-- Goal --
Pull every line of the data below out word for word, and leave the pictures out of your answer.

-- Items --

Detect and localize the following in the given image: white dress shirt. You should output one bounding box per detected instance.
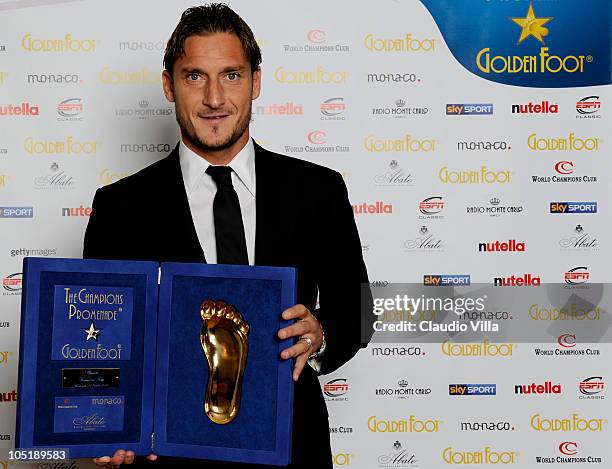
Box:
[179,139,321,372]
[179,139,255,265]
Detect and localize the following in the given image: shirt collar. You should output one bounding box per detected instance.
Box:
[179,139,255,197]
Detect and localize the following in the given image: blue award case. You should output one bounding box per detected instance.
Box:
[16,258,296,465]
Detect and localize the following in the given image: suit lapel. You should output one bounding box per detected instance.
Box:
[255,143,291,265]
[159,145,206,262]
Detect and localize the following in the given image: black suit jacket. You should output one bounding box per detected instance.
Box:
[83,144,368,468]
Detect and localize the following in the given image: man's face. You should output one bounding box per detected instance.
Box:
[163,33,261,157]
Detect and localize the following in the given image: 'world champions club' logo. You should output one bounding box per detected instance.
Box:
[476,4,593,73]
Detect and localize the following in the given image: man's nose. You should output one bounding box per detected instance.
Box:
[202,80,225,109]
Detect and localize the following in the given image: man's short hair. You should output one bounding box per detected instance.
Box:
[164,3,261,75]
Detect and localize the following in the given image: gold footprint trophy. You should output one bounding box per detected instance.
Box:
[200,300,249,425]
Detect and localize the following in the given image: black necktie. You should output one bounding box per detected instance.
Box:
[206,166,249,264]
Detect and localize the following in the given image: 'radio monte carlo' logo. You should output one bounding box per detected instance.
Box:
[476,3,593,74]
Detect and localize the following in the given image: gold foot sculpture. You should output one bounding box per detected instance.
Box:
[200,300,249,424]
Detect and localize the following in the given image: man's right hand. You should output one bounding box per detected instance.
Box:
[94,449,157,468]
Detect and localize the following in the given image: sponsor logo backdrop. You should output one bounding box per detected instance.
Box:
[0,0,612,469]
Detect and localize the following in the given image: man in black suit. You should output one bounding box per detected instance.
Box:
[83,4,368,469]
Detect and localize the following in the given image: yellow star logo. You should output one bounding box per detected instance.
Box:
[510,3,552,45]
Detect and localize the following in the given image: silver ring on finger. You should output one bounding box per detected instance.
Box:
[300,335,312,352]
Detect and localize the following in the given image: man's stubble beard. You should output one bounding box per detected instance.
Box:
[175,102,253,152]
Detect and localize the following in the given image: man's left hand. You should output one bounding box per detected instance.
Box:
[278,304,323,381]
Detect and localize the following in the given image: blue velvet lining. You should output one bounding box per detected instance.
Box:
[166,276,282,450]
[33,272,146,446]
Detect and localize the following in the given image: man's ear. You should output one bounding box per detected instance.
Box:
[162,70,174,103]
[251,68,261,100]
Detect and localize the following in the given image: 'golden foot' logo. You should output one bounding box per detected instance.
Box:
[510,3,552,45]
[200,300,249,424]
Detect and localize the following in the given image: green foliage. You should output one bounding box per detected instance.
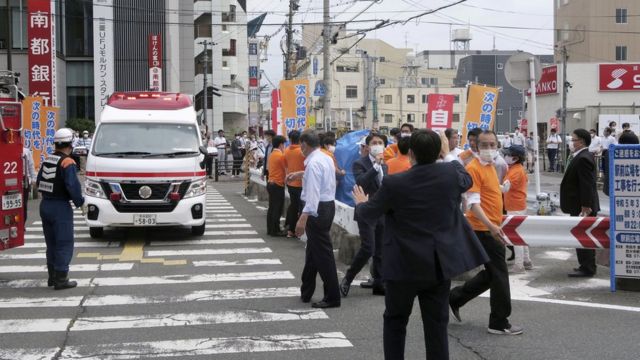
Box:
[65,119,96,134]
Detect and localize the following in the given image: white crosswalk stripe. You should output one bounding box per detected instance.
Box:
[0,186,353,360]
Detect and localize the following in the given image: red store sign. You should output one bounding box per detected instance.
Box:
[27,0,56,106]
[527,65,558,96]
[599,64,640,91]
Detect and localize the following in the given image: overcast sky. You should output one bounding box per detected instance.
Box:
[247,0,554,85]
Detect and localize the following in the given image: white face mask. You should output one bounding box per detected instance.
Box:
[480,149,498,163]
[369,145,384,157]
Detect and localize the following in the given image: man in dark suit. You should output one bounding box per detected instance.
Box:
[340,133,387,296]
[560,129,600,277]
[354,130,488,360]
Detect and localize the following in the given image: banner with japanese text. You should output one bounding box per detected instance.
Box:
[149,34,162,91]
[460,85,499,149]
[22,96,60,169]
[27,0,57,105]
[280,80,309,134]
[427,94,455,131]
[93,0,115,124]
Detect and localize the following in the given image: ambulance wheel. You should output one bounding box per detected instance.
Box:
[191,223,205,236]
[89,227,104,239]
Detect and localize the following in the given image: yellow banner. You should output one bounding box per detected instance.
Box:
[460,85,499,149]
[280,80,309,134]
[22,96,60,169]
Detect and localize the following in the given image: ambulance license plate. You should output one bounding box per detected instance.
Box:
[2,193,22,210]
[133,214,156,226]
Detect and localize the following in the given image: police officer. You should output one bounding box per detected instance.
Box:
[37,129,84,290]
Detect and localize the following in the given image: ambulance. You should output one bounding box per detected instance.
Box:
[84,92,207,238]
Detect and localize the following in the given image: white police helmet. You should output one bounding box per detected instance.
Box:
[53,128,73,144]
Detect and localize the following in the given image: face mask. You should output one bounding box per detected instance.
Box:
[480,149,498,163]
[369,145,384,157]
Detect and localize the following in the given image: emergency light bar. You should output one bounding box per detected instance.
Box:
[107,92,193,110]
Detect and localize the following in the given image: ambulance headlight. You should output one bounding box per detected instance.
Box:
[184,178,207,199]
[84,179,107,199]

-- Result of this exercise --
Detect and localize the following in the given image: white dress shirt. You should output one bounding box per detected instance.
Box:
[179,139,321,372]
[179,139,255,265]
Detect and localize the following in the given image: shirt collar. You should output one bounding box per detected instance.
Box:
[179,139,255,197]
Detect and localize the following in the given image: blue award case. You should output one bounding box per detected instance.
Box:
[16,258,296,465]
Detect and localize the following in the given image: suit lapel. You should output one bounding box per detected instance.
Box:
[255,143,291,265]
[159,145,206,262]
Detect and localize the following in the given image: black suit jacket. You should output one bounding box per detected instance.
Box:
[83,144,368,468]
Detect and localize the following in the given image: man's face. You should output one bounding box per detected instance.
Box:
[163,33,261,157]
Detect and localize the following in the given image: 'world champions club' logo. You should output one bounding box per detected instance.
Box:
[476,4,593,73]
Detect and localize the following in the given image: man's nose. You should output one bounding box per detected instance.
Box:
[202,80,225,109]
Detect and localize the following in the given image: man's short hair. You should output one bounding box per detected instance.
Box:
[164,3,261,75]
Detect and localize the following in the given image: gold footprint trophy. You should output one bounding box per detected instance.
Box:
[200,300,249,425]
Detect and localize the following in the given image: black necktie. You should output one bounding box per detected instance.
Box:
[206,166,249,264]
Detect and localize the following in the given image: 'radio monte carlo' logo. You should output one bounding box per detected instance.
Box:
[476,3,593,74]
Detect and localize the following in the given image: gold foot sculpture. You should output one bounding box per detected instance.
Box:
[200,300,249,424]
Detect and localize the following in the given image: man's right hand. You should output one bounding box per detected instance.
Box:
[94,449,157,468]
Detect and localize the following in the given image: sponsor logo backdrop. You should output one bounding box per detected instance.
Box:
[0,0,612,469]
Detect and localize the following in the given image: man in black suit. You should output one bounding box per detected instance.
Box:
[83,4,368,469]
Detect and localize the following in the given image: yellow star logo. You should output one bounding box per detected instance.
Box:
[510,3,552,45]
Detect and localize the following in the given image: silver ring on finger. You should output one bounding box per detected instance.
Box:
[300,335,312,352]
Detect and localize the following in the given image: man's stubble beard. You should output one bounding box per detected instance.
Box:
[175,102,253,152]
Detect and localize the following in the given image: man's left hand. You should output one bounding box per detected instance.
Box:
[278,304,323,381]
Detect and localize the following in the given image: blue velvet lining. You should output one bounding box per detected instance.
Box:
[166,276,282,450]
[33,272,146,446]
Detect and localize the following in the given image: man's ear. You should output one bounding box per detected instance.
Box:
[162,70,174,103]
[251,68,261,100]
Detect and localize the following in the given image: 'golden foot' logo. You should output one bounding box per detected instance.
Box:
[510,3,552,45]
[200,300,249,424]
Detect and localize the following in the given image: green foliage. You should output one bounding box per detected instance.
Box:
[65,119,96,134]
Detect and localize the following in the given image: white crosswalk stripe. You should output one bounding box per detected instance.
Box:
[0,186,353,360]
Detect and localize the following in the given image: red store sign. You should output one bounding box per detected instance.
Box:
[27,0,56,106]
[527,65,558,96]
[599,64,640,91]
Detect and localize the following in the given image: overcast sky. You should output one bounding box per detected instance.
Box:
[247,0,554,85]
Detect and localize the following in the given image: white face mask. You should output one bounding box per detected instance.
Box:
[480,149,498,163]
[369,145,384,157]
Detect and localize the following in the given image: man in dark suit. You should output one bounding box per detected instance.
Box:
[340,133,387,296]
[560,129,600,277]
[354,130,488,360]
Detect and localize the following in the given image: banner with japanese text. You should output one bounding box per detected instance.
Box:
[149,34,162,91]
[460,85,499,149]
[22,96,60,169]
[27,0,57,105]
[280,80,309,134]
[427,94,455,131]
[93,0,115,124]
Detect and localize the following in the given image: ambulance wheel. You should output one bounding box per detected instance.
Box:
[191,223,205,236]
[89,227,104,239]
Detect and localize the following in the given image: yellow banner. You should output one bounding box per detected instance.
Box:
[460,85,499,149]
[280,80,309,134]
[22,96,60,169]
Detect and localize the following in the given image: ambulance license plate. You should output one bounding box per detected instance.
Box:
[2,193,22,210]
[133,214,156,226]
Detect and localize the following in the given image: police officer. You should output one bounding box per detected instance.
Box:
[37,129,84,290]
Detect and localize the following in the given image: ambulance. You should output one bounding box per detected instance.
Box:
[84,92,207,238]
Detect and localize the following in the given image: white police helmet. You should output one bounding box per detected instance.
Box:
[53,128,73,144]
Detect and localize the following in the given image: face mask. You should output one bounding box per detected instance.
Box:
[480,149,498,163]
[369,145,384,157]
Detect and localize the following in the given image: emergency light bar. You should output one bounding box per detected instance.
Box:
[107,92,193,110]
Detect and localize the following in the given image: ambulance headlight. You should output one bounding box per detected instance.
Box:
[184,178,207,199]
[84,179,107,199]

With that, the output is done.